PROBLEM DETAILS:
Reproduce the following material word for word, every line unchanged.

DATA RECORDS:
**********

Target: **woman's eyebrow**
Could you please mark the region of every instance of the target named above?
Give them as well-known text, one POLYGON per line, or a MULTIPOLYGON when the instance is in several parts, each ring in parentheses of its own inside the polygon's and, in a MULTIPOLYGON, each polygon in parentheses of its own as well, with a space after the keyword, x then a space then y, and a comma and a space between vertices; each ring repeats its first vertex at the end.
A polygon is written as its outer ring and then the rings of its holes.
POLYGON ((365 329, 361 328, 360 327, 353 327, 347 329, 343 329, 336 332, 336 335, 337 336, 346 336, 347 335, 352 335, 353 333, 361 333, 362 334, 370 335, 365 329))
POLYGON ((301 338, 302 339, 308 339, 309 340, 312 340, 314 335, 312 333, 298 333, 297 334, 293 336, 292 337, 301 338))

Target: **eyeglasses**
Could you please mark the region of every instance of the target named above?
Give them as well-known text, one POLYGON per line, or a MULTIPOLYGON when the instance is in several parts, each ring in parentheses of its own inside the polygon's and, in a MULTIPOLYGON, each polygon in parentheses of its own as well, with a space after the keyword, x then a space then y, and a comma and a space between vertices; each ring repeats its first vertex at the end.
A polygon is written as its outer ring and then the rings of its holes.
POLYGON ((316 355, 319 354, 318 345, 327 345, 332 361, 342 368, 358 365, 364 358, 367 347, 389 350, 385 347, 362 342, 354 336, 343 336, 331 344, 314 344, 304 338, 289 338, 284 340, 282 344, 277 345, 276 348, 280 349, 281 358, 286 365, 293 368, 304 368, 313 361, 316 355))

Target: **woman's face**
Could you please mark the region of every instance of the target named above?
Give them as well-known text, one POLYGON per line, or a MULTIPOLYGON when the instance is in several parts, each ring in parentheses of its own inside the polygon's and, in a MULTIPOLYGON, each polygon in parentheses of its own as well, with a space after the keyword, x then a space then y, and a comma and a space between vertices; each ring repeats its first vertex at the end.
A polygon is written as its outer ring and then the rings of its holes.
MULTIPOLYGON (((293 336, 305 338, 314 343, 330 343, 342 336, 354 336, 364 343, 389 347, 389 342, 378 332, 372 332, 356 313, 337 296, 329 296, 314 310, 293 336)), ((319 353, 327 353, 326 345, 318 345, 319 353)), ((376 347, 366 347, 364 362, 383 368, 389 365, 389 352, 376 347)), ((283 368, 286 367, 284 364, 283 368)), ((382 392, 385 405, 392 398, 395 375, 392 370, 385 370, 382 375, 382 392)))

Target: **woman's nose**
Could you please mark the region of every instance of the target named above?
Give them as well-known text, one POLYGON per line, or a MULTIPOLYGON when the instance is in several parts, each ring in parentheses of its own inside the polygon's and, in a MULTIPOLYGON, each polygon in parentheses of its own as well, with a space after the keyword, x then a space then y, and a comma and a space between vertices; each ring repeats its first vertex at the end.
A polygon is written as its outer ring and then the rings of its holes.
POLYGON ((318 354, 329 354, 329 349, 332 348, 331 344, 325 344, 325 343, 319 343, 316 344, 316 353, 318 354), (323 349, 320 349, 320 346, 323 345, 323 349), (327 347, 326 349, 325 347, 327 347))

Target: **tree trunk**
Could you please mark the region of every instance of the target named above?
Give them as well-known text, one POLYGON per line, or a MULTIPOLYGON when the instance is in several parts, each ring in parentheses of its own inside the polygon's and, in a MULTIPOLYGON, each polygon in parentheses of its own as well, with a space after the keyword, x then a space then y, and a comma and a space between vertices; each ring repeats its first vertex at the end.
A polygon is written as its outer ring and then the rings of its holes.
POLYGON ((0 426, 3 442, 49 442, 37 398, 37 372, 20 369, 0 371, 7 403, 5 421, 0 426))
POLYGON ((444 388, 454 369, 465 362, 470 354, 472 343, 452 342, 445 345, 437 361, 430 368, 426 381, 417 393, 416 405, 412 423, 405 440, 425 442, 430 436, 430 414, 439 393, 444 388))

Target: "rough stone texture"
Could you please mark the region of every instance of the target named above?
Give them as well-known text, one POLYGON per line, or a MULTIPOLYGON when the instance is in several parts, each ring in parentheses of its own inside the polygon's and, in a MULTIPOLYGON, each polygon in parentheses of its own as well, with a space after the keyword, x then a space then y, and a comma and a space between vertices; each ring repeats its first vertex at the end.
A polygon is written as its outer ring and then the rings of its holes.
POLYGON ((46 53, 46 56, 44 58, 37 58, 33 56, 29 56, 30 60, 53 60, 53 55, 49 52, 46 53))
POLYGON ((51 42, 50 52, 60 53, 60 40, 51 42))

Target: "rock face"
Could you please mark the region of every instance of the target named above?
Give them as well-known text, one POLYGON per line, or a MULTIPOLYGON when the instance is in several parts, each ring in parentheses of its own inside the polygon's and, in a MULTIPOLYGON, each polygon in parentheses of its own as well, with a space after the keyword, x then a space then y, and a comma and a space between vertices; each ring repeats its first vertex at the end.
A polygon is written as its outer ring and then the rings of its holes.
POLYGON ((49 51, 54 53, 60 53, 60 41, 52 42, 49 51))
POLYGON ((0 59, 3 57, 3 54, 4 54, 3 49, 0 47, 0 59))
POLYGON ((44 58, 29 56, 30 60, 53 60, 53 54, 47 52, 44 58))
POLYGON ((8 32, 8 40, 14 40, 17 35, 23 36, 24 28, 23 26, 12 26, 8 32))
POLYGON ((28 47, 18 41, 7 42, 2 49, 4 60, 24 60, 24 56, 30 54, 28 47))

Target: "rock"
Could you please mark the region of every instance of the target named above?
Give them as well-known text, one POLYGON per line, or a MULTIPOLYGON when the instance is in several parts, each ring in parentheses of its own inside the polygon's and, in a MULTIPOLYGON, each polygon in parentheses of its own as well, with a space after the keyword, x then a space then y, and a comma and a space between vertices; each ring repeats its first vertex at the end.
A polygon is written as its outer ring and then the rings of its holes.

**********

RESULT OF THIS TASK:
Target: **woman's eyebrow**
Could you please mark the region of every instance of the target named above?
Give them as well-known text, one POLYGON per line, or a MULTIPOLYGON when the instance is in several parts, each ring in parentheses of its own inside the polygon's and, in a MULTIPOLYGON, each polygon in parentheses of its own as well, with a space after the keyword, x then a space then y, and a comma and a space between vertices; each ring repeats its first vertex at the end.
A polygon is written as its outer ring and then the rings of its holes.
POLYGON ((365 329, 361 328, 360 327, 353 327, 347 329, 343 329, 336 332, 336 335, 337 336, 346 336, 347 335, 352 335, 353 333, 361 333, 362 334, 370 335, 365 329))
POLYGON ((301 338, 302 339, 308 339, 309 340, 312 340, 314 335, 312 333, 298 333, 297 334, 293 336, 292 337, 301 338))

Target: **eyeglasses**
Could you please mark the region of every instance of the target named above?
Give them as well-known text, one POLYGON per line, or a MULTIPOLYGON when the instance is in several parts, each ring in parentheses of its own inside the polygon's and, in a MULTIPOLYGON, each polygon in parentheses of its own as well, with a space after the keyword, x then a space then y, and a comma and a space between vertices; each ring repeats its first vertex at the end.
A polygon is written as its outer ring and then the rings of its holes.
POLYGON ((316 355, 319 354, 318 345, 327 345, 332 361, 342 368, 358 365, 364 358, 367 347, 389 350, 385 347, 362 342, 354 336, 343 336, 331 344, 314 344, 304 338, 289 338, 284 340, 282 344, 277 345, 276 348, 280 349, 281 358, 286 365, 293 368, 304 368, 313 361, 316 355))

Target: **woman's face**
Could you please mark the region of every instance of the target named above?
Give them as well-known text, one POLYGON per line, or a MULTIPOLYGON when the instance is in several parts, each ring in parentheses of its own inside the polygon's and, in a MULTIPOLYGON, each polygon in parentheses of its own as well, with a space after the keyword, x then a space then y, and a comma and a space between vertices; each ring repeats its first vertex at the end.
A polygon is written as its outer ring and then the rings of its holes.
MULTIPOLYGON (((293 336, 305 338, 314 343, 330 343, 342 336, 354 336, 364 343, 389 347, 389 342, 378 332, 372 332, 356 313, 337 296, 329 296, 314 310, 293 336)), ((319 353, 327 353, 326 345, 318 345, 319 353)), ((376 347, 366 347, 364 362, 383 368, 389 365, 389 352, 376 347)), ((283 368, 286 367, 284 364, 283 368)), ((382 392, 385 405, 392 398, 395 375, 392 370, 385 370, 382 375, 382 392)))

Target: **woman's nose**
Could you please mark the region of every instance of the target named above?
Give them as well-known text, one POLYGON per line, or a MULTIPOLYGON when the instance is in several parts, each ring in parentheses of its own inside the polygon's and, in a MULTIPOLYGON, each polygon in parentheses of its own as well, with a space after the keyword, x then a space then y, and a comma and a space between vertices; each ring repeats its first vertex at the end.
A polygon is written as its outer ring and then the rings of its holes.
POLYGON ((318 354, 329 354, 329 349, 332 348, 331 344, 325 344, 325 343, 319 343, 316 344, 316 353, 318 354), (323 349, 320 349, 320 346, 323 345, 323 349), (327 347, 326 349, 325 347, 327 347))

Target: **tree trunk**
Could you please mark the region of every instance of the target named above?
Give them as well-known text, one POLYGON per line, or a MULTIPOLYGON when the instance is in several parts, each ring in parentheses of its own inside the polygon's and, in a MULTIPOLYGON, each polygon in parentheses of its own as well, with a space after the keyword, x then a space then y, and a comma and a space between vertices; each ring repeats its first vertex at the end.
A polygon is written as its outer ring and then the rings of its holes.
POLYGON ((0 426, 3 442, 49 442, 37 398, 37 372, 20 369, 0 371, 7 403, 5 421, 0 426))
POLYGON ((444 388, 454 369, 465 362, 470 354, 472 343, 452 342, 445 345, 437 361, 430 368, 426 381, 417 393, 416 405, 412 423, 405 440, 425 442, 430 436, 430 414, 439 393, 444 388))

Target: "rough stone texture"
Could you please mark the region of every instance of the target named above?
Give them as well-known text, one POLYGON per line, or a MULTIPOLYGON when the instance is in several parts, each ring in parentheses of its own inside the polygon's and, in a MULTIPOLYGON, each polygon in parentheses of its own as well, with a space after the keyword, x then a space then y, and a comma and a space between vertices; each ring repeats its first vertex at the end.
A polygon is written as its outer ring and then the rings of its holes.
POLYGON ((46 53, 46 56, 44 58, 37 58, 33 56, 29 56, 30 60, 53 60, 53 55, 49 52, 46 53))
POLYGON ((51 42, 50 52, 60 53, 60 40, 51 42))

Target: "rock face"
Could you please mark the region of every instance of the target named above?
Give them as well-known text, one POLYGON per line, or a MULTIPOLYGON when the instance is in several parts, each ring in parentheses of its own inside the polygon's and, in a MULTIPOLYGON, each polygon in parentheses of its own as well, with a space after the keyword, x then a space then y, and a comma and a space between vertices; each ring repeats its first vertex at the end.
A polygon is written as its outer ring and then the rings of its holes.
POLYGON ((49 51, 54 53, 60 53, 60 41, 52 42, 49 51))
POLYGON ((0 59, 3 57, 3 54, 4 54, 3 49, 0 47, 0 59))
POLYGON ((44 58, 29 56, 30 60, 53 60, 53 54, 47 52, 44 58))
POLYGON ((8 32, 8 40, 14 40, 17 35, 23 36, 24 28, 23 26, 12 26, 8 32))
POLYGON ((28 47, 18 41, 7 42, 2 49, 4 60, 24 60, 24 56, 30 54, 28 47))

Target: "rock"
Could you please mark the region of every instance of the target named above?
Give them as well-known text, one POLYGON per line, or a MULTIPOLYGON when the instance is in several parts, each ring in parentheses of its own inside the polygon's and, in a MULTIPOLYGON, each polygon in parentheses of its own as well, with a space after the keyword, x then a space then y, and a comma and a space between vertices; each ring repeats its first vertex at the end.
A polygon is written as its outer ring and then the rings of its holes.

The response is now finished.